= Listed records =
++++++++++++++++++++

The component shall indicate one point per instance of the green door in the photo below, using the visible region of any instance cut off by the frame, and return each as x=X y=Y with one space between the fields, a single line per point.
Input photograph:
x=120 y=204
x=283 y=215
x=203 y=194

++++++++++++++++++++

= Task details =
Please render the records above as a two-column CSV headed instruction and response, with one row per record. Put each record's text and its answer in a single quoted field, replacing line breaks with spaces.

= Final answer =
instruction,response
"The component shall indicate one point per instance of the green door in the photo below, using the visible region of any instance cut off by the frame, and return each as x=X y=Y with one space between the fields, a single line per point. Input photograph:","x=120 y=204 x=283 y=215 x=203 y=194"